Referring expression pointing data
>>>

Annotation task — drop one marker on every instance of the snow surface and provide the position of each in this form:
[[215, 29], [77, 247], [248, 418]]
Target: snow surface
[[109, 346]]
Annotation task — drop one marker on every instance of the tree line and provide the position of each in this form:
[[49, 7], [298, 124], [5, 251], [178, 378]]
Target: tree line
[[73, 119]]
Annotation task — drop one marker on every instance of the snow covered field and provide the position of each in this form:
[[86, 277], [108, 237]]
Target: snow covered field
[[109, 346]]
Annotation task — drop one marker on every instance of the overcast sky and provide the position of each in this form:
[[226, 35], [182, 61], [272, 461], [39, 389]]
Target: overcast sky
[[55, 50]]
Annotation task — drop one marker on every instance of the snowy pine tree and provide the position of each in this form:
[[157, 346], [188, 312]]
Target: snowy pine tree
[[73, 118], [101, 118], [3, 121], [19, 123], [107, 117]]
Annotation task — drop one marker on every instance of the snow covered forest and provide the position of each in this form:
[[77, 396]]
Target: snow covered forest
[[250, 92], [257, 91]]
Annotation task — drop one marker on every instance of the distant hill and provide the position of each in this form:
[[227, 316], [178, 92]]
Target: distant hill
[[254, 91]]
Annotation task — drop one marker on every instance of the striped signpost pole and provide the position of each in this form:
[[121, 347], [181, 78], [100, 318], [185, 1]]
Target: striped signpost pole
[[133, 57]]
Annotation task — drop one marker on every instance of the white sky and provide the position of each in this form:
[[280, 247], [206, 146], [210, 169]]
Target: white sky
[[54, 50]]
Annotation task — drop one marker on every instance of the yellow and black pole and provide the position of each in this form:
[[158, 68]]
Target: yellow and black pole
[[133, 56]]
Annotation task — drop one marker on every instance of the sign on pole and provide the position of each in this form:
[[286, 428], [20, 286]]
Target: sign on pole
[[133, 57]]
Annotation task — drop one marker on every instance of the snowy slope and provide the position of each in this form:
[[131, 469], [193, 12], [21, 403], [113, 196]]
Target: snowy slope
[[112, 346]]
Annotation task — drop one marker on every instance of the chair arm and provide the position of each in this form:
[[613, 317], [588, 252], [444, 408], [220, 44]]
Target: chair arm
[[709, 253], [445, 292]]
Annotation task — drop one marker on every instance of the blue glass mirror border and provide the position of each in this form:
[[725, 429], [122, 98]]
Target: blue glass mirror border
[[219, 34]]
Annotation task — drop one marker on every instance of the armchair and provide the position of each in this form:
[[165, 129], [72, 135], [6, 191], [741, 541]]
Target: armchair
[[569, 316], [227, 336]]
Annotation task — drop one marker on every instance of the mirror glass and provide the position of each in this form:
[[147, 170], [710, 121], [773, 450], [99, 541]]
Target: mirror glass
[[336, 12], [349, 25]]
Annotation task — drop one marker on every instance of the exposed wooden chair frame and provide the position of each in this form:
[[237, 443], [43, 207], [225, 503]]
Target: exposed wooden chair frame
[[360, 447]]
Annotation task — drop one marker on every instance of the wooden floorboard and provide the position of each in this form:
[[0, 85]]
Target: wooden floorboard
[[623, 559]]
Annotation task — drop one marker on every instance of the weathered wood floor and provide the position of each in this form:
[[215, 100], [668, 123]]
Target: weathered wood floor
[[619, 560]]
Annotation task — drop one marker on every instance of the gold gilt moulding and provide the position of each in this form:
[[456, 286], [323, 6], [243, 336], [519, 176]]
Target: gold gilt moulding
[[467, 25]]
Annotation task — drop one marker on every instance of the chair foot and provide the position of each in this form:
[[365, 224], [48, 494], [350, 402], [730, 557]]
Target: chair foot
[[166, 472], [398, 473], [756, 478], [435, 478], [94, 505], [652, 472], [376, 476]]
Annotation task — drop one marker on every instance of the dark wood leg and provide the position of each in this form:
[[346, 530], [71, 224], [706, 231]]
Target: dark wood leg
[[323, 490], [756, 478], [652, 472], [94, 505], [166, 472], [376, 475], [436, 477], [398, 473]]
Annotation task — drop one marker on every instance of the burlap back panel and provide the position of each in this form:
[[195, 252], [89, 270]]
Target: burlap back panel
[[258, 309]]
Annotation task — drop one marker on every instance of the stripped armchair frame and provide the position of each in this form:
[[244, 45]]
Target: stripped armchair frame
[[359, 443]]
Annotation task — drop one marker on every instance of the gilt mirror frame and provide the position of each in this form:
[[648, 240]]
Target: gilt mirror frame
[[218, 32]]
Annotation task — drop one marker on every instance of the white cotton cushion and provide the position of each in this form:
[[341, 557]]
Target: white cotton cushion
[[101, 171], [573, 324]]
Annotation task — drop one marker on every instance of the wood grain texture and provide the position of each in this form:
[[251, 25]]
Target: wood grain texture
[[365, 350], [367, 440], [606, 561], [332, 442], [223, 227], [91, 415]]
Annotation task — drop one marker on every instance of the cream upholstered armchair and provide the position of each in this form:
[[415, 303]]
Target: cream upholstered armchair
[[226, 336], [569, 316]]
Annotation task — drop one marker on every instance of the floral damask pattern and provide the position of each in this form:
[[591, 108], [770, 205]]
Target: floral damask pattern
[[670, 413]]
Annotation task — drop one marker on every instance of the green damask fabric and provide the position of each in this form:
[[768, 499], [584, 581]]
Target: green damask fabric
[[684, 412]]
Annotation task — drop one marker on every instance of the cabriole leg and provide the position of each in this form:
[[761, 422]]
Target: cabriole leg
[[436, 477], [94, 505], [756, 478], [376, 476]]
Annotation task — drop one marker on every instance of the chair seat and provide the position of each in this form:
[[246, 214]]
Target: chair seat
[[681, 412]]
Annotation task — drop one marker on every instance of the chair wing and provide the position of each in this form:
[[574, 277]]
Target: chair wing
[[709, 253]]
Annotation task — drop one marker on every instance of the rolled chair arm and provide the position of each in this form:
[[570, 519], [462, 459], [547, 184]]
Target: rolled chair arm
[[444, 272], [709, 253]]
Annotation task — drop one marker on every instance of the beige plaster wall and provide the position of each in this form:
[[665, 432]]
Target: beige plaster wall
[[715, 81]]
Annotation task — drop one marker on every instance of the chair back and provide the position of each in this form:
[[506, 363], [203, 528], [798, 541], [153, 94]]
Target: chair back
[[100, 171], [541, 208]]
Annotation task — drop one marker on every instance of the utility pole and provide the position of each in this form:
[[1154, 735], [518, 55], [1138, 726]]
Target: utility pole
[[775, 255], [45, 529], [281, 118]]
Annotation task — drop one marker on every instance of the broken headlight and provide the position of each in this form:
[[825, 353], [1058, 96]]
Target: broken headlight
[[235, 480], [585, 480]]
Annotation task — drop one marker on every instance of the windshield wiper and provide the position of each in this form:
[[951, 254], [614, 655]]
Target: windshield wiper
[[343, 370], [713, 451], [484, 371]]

<<<

• [What is required]:
All lines above from the line with "[[49, 7], [298, 124], [5, 251], [178, 378]]" through the line with "of the striped", both included, are to be set down exactly, with nothing else.

• [Task result]:
[[49, 7], [298, 124], [5, 251], [178, 378]]
Target: tree line
[[73, 119]]
Annotation task — drop one marker on every instance of the snow covered field and provide the position of each in this form:
[[86, 277], [108, 237]]
Target: snow covered field
[[109, 346]]
Annotation task — drop one marker on every instance of the overcast sky and provide the position of each in this form:
[[226, 35], [182, 61], [272, 461], [39, 389]]
Target: overcast sky
[[55, 50]]
Annotation task — drop one marker on every instance of the snowy pine tree and provide the position of each in this form:
[[157, 346], [188, 312]]
Target: snowy pine tree
[[73, 118], [101, 118], [3, 121], [19, 123], [107, 117]]
Annotation task — drop one marker on every instance of the snow covered forest and provide the position of each in this form:
[[77, 396]]
Target: snow covered forest
[[250, 92], [257, 91]]
Annotation task — drop one marker on every instance of the distant hill and provide the position of each in this form:
[[227, 316], [178, 92]]
Target: distant hill
[[254, 91]]
Annotation task — drop one marker on every instance of the striped signpost pole and provide the position of each in this form:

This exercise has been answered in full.